Extrait:
- - - -
Sous la Restauration et la Monarchie de Juillet, les habitués des soupers de Mars étaient : Arnault, Véron, Romieu, Vatout, Deuniée, Coupigny, Etienne Béquet, Mornay ; très peu de femmes, sauf Mmes de Bawr, Amigo, Mira, Julienne, l’actrice Fusil qui a laissé des Mémoires assez curieux. Les soupers avaient lieu les soirs où elle jouait ; les initiés se rencontraient d’abord dans sa loge, après le spectacle, et de là se rendaient à son hôtel. Trente mille francs de traitement, sa part de sociétaire, les tournées en province, plusieurs héritages, des présens anonymes, certaines pratiques d’économie, permettaient à Mars de recevoir avec élégance. Elle aimait le jeu, mais il ne lui plaisait nullement de perdre ; elle proposait elle-même, après le souper, une bouillotte à un sou la fiche, et l’enjeu ne devait pas dépasser trente sous : tranchons le mot, plusieurs contemporains lui reprochent une avarice relative.
- - - -
Entrées de données
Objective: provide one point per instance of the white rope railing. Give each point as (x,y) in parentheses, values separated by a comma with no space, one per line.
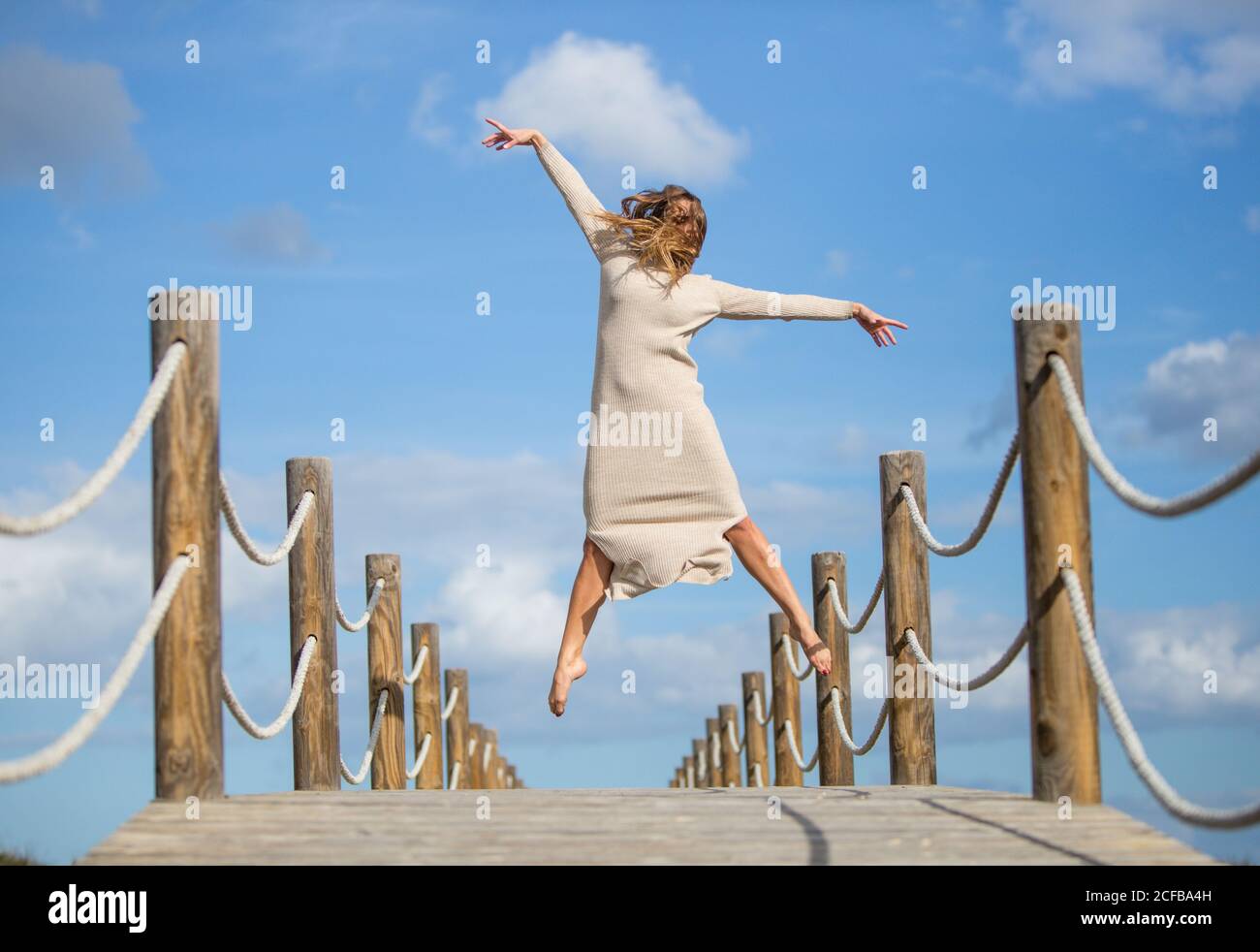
(795,750)
(248,545)
(366,615)
(295,692)
(843,619)
(450,703)
(100,481)
(357,778)
(49,757)
(799,674)
(844,732)
(420,759)
(419,666)
(760,710)
(1000,665)
(1162,791)
(991,507)
(1121,487)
- - - -
Demande écrite:
Pouvez-vous transcrire l'extrait sur les soupers de Mars en entier, sans y changer un seul mot ? Les entrées ne servent à rien ici.

Réponse ci-dessous:
Sous la Restauration et la Monarchie de Juillet, les habitués des soupers de Mars étaient : Arnault, Véron, Romieu, Vatout, Deuniée, Coupigny, Etienne Béquet, Mornay ; très peu de femmes, sauf Mmes de Bawr, Amigo, Mira, Julienne, l’actrice Fusil qui a laissé des Mémoires assez curieux. Les soupers avaient lieu les soirs où elle jouait ; les initiés se rencontraient d’abord dans sa loge, après le spectacle, et de là se rendaient à son hôtel. Trente mille francs de traitement, sa part de sociétaire, les tournées en province, plusieurs héritages, des présens anonymes, certaines pratiques d’économie, permettaient à Mars de recevoir avec élégance. Elle aimait le jeu, mais il ne lui plaisait nullement de perdre ; elle proposait elle-même, après le souper, une bouillotte à un sou la fiche, et l’enjeu ne devait pas dépasser trente sous : tranchons le mot, plusieurs contemporains lui reprochent une avarice relative.